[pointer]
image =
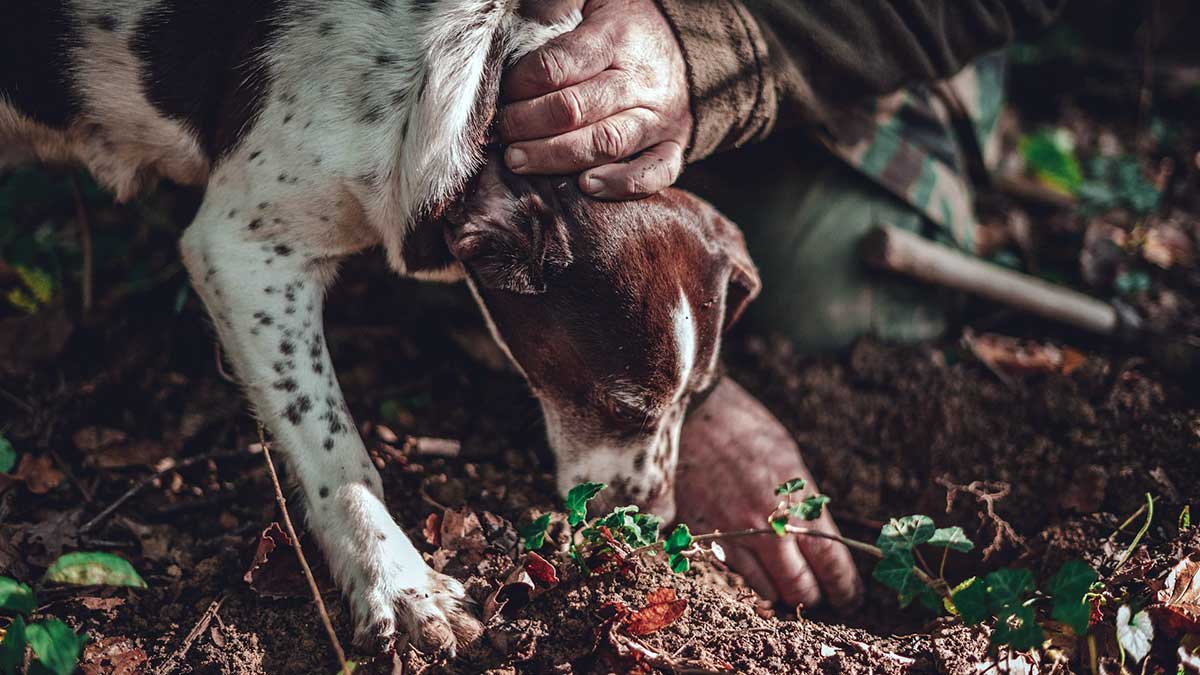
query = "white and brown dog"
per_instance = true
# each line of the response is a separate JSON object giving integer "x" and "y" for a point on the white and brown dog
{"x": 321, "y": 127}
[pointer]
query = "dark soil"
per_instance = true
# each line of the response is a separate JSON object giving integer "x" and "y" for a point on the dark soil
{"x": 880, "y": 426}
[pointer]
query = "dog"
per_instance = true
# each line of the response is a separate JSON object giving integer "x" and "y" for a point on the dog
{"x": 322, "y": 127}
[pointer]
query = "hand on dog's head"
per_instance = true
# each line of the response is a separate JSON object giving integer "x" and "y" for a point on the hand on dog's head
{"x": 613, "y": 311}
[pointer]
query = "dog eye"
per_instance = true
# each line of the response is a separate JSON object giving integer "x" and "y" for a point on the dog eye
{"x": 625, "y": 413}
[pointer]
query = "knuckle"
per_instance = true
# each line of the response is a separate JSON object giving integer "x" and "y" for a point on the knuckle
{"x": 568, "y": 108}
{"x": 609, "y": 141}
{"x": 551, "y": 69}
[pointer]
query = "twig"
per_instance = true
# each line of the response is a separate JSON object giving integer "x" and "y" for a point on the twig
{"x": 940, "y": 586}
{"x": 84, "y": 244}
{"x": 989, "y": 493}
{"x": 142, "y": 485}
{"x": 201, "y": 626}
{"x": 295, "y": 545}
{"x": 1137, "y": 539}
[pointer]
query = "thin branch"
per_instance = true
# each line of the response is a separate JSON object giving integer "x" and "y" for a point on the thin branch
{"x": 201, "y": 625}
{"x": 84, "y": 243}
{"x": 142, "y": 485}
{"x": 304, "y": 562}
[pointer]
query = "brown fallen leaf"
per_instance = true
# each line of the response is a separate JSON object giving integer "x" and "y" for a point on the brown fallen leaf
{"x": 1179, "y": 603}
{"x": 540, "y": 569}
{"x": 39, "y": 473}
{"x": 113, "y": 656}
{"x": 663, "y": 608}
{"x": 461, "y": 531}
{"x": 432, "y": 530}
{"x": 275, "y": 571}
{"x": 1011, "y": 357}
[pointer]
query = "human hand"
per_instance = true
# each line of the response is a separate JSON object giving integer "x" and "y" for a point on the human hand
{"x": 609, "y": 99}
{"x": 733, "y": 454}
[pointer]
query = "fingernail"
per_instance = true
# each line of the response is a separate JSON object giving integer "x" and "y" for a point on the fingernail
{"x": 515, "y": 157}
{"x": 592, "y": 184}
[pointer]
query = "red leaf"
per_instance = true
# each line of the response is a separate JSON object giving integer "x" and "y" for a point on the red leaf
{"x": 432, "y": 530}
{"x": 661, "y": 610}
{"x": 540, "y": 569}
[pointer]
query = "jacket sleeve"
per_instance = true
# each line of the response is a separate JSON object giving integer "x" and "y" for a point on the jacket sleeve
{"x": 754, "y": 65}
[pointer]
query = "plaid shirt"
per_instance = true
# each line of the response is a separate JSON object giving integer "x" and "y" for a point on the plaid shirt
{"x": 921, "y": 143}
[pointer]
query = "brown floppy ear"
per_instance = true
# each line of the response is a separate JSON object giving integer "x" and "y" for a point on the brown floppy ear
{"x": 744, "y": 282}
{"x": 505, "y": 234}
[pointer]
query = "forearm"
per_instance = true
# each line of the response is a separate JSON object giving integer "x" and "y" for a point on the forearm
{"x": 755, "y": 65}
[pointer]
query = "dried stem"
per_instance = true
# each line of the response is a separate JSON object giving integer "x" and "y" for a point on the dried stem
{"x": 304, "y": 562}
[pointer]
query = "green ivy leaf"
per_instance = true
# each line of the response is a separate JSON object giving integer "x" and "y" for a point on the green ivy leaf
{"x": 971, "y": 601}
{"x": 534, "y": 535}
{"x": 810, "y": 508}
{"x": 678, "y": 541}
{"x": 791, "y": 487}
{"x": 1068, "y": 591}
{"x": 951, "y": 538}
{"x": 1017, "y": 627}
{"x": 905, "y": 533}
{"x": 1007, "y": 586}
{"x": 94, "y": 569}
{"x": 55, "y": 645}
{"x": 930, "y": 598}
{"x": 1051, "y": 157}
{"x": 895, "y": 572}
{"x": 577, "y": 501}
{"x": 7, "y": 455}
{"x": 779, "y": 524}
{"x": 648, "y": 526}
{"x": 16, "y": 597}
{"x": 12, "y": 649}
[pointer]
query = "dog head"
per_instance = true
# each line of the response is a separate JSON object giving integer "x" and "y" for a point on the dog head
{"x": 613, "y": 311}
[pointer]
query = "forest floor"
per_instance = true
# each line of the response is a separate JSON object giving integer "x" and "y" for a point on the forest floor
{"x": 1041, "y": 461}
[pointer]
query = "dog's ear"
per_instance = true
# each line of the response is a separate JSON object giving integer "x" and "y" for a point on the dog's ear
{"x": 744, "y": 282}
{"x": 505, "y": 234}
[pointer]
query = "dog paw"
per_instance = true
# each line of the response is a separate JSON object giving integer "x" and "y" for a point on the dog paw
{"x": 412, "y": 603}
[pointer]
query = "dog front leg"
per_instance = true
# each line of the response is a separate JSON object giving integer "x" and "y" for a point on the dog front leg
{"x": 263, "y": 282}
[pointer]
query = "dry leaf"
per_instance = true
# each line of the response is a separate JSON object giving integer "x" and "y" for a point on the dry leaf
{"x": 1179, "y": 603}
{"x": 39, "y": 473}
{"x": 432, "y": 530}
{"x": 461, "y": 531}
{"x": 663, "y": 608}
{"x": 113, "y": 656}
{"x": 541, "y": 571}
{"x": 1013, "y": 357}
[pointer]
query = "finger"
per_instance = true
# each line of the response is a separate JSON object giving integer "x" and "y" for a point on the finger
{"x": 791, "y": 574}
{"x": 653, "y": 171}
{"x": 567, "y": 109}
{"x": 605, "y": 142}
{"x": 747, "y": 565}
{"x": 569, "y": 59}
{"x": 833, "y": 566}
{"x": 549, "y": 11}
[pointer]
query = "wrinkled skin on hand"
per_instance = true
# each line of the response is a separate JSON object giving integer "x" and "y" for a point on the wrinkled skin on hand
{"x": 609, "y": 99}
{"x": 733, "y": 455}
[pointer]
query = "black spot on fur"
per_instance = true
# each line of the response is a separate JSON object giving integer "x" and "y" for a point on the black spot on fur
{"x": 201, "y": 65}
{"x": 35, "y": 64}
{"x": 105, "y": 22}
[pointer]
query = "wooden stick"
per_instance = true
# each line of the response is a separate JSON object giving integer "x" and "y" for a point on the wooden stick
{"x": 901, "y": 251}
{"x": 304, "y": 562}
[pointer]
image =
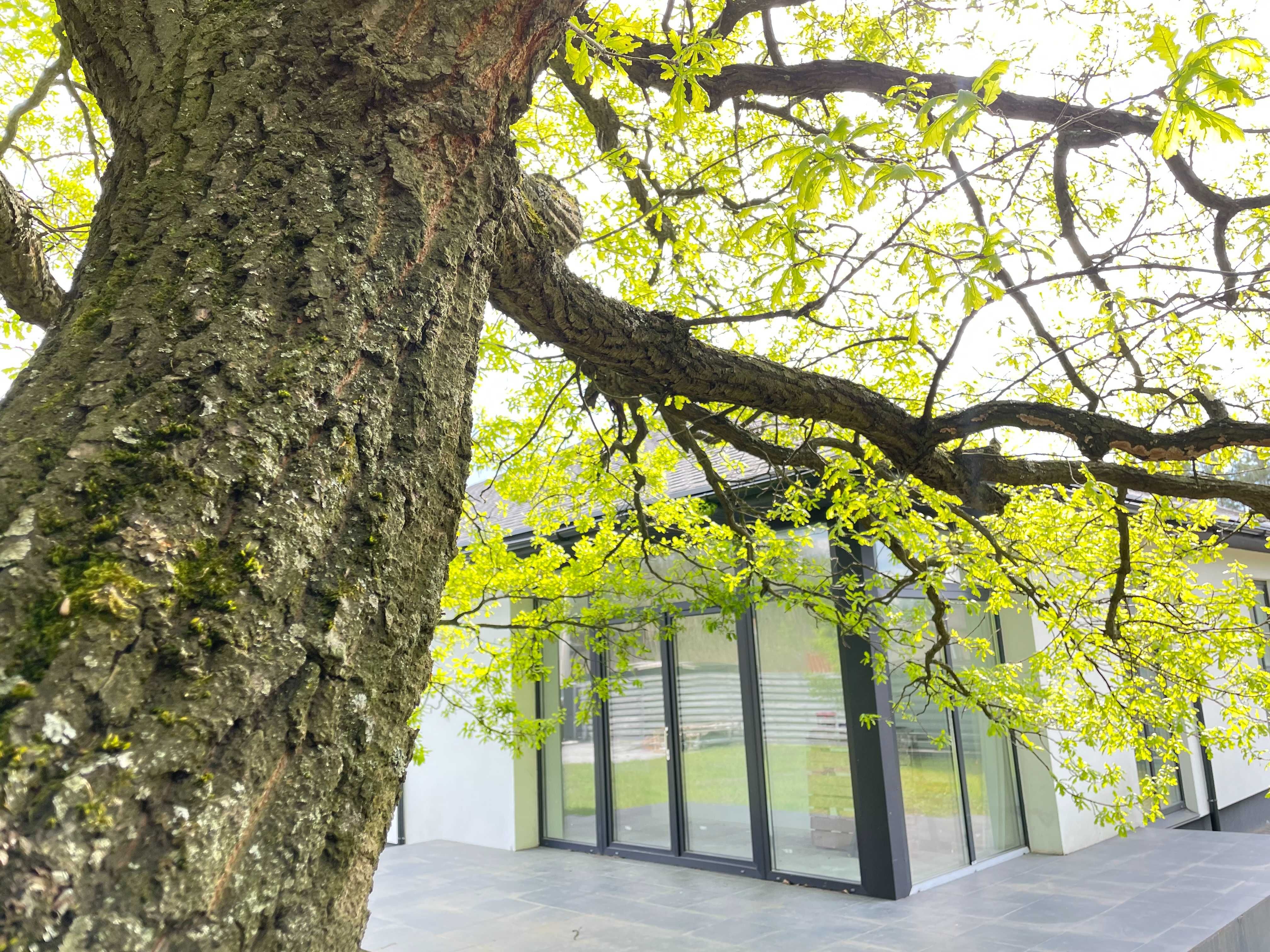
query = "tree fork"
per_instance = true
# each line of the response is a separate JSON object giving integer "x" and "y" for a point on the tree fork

--

List every line of the records that contains the string "plaid", matching case exactly.

### SOLUTION TO THIS PROBLEM
query = "plaid shirt"
# each line of the response is a separate JSON object giving integer "x" and "y" for a point on the plaid shirt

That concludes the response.